The reply should contain all of the data below, word for word.

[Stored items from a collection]
· · · · ·

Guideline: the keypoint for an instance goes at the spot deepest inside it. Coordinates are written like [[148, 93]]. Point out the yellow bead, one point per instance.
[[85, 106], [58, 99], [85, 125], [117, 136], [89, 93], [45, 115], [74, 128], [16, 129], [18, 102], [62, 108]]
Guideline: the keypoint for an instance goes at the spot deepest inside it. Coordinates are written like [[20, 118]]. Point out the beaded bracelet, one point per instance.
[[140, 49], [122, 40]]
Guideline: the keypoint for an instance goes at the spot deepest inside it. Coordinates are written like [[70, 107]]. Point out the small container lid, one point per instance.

· · · · ·

_The answer_:
Guideline: the keypoint for an instance goes at the spot deepest inside it. Coordinates are written like [[148, 93]]. Point out the yellow bead, one point per instance.
[[85, 106], [58, 99], [85, 125], [117, 136], [89, 93], [45, 115], [74, 128], [16, 129], [18, 102], [62, 108]]
Guideline: the keypoint for an instance goes at the spot deepest inside it. Coordinates are written like [[20, 118]]. Point out the beaded bracelet, one point per instance.
[[140, 49], [122, 40]]
Guideline: the keypoint for an instance goes at the spot deepest inside it. Coordinates are written like [[70, 107]]. Point out the small container lid, one point per instance.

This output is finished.